Your task: Copy the lines of the records below verbatim, beginning with the line that contains "the wooden deck." and continuing through the line that contains "[[225, 115, 280, 176], [404, 109, 455, 162]]", both included.

Bounding-box records:
--- Start ---
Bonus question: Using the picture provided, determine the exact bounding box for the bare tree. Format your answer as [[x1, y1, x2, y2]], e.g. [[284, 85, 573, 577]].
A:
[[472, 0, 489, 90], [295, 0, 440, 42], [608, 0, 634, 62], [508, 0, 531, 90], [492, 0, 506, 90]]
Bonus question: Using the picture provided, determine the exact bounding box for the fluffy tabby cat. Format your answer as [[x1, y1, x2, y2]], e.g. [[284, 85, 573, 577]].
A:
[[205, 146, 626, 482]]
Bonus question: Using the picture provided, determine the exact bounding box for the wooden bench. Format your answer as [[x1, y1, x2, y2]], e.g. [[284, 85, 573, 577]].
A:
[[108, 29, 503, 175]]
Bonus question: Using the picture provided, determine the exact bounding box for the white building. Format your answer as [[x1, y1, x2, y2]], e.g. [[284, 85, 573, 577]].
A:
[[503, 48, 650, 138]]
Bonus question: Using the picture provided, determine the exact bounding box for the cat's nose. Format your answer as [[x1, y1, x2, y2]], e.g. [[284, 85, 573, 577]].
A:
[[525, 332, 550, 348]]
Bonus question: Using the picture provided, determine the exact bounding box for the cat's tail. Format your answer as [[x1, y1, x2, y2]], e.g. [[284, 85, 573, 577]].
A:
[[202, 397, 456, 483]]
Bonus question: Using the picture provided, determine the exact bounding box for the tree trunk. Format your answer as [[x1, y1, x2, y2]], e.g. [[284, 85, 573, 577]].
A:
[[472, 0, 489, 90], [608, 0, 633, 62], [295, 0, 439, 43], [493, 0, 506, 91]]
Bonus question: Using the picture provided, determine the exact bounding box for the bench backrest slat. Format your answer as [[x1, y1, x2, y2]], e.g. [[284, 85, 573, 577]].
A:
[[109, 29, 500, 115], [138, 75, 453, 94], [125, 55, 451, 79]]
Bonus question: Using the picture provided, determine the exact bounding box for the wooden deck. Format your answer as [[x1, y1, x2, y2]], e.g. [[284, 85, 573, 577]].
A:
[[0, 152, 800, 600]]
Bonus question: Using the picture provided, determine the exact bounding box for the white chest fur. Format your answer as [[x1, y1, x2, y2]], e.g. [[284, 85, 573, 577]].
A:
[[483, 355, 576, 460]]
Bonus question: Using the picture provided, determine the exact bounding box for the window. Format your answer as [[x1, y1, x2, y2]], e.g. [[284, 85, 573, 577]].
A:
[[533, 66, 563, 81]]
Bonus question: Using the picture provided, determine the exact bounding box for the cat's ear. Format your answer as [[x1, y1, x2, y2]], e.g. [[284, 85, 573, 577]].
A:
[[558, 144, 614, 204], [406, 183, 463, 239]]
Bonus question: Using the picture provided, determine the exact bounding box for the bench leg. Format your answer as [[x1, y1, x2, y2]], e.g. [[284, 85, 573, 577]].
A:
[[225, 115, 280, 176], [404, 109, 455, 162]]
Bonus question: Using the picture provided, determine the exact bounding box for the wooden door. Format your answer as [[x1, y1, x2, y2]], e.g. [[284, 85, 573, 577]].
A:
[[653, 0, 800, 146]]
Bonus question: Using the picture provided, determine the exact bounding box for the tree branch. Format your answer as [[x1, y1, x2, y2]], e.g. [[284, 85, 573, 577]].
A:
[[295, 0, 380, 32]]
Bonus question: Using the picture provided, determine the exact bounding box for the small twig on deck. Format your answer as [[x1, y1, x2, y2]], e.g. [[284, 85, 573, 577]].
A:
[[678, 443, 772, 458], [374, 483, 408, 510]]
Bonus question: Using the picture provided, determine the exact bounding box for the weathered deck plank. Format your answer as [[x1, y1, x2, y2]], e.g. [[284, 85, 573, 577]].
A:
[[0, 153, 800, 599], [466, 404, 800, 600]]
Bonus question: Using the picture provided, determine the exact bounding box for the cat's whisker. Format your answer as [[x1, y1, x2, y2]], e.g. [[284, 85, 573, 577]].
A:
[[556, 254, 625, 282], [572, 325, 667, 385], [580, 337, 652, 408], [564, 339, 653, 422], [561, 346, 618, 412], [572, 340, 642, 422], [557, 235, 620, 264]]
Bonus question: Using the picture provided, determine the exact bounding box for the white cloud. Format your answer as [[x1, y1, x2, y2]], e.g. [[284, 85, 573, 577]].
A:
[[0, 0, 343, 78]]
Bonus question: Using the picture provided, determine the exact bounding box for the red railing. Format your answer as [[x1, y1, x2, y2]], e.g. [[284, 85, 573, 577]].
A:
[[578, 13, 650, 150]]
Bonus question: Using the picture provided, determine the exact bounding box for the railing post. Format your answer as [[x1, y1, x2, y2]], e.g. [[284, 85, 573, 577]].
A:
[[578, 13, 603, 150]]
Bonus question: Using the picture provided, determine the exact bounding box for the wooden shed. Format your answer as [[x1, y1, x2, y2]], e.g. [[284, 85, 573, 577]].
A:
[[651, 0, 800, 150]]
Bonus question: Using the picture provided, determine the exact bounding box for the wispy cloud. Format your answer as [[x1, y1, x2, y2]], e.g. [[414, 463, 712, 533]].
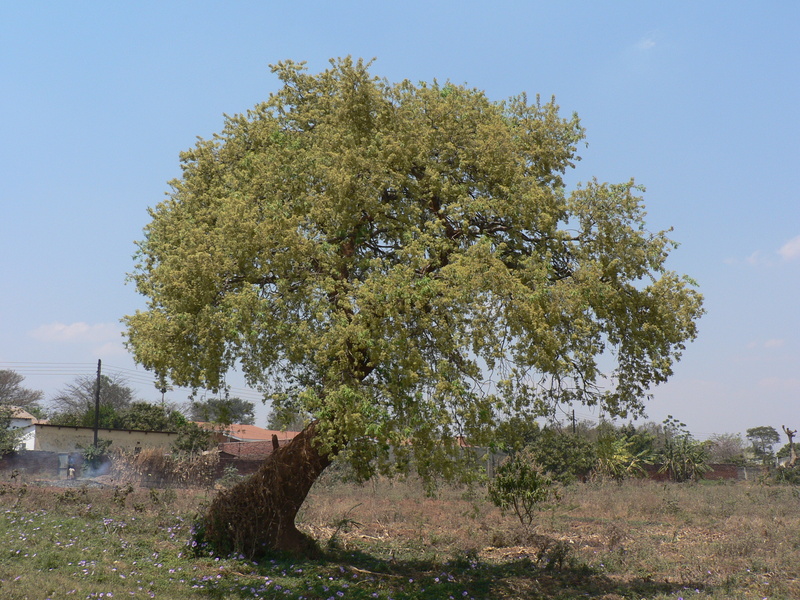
--- End ---
Answer to the task:
Bonus question: Using the picture provided, determine the exact bounding box for the wooden deck. Format your answer as [[x1, y1, x2, y2]], e.g. [[284, 85, 573, 577]].
A:
[[0, 152, 800, 600]]
Bonus question: Using the picture provided, determine the exact bounding box for the white chest fur. Format your answer as [[x1, y1, x2, y2]], e.g. [[284, 85, 573, 577]].
A:
[[483, 355, 576, 460]]
Bonus question: Using the picture provided, determine the exact bounding box for the window. Format your answer as [[x1, y1, x2, y2]], e.g. [[284, 85, 573, 577]].
A:
[[533, 66, 563, 81]]
Bonus question: Using the picture provided, determine the exact bounding box for the cat's ear. Format your answer as [[x1, y1, x2, y2]], e.g. [[284, 85, 573, 577]].
A:
[[558, 144, 614, 204], [406, 183, 463, 239]]
Bonus question: Using the picture provided, determine the exact bounding box for the bench leg. Format your answer as [[x1, y1, x2, y2]], e.g. [[284, 85, 573, 577]].
A:
[[225, 115, 280, 176], [404, 109, 455, 162]]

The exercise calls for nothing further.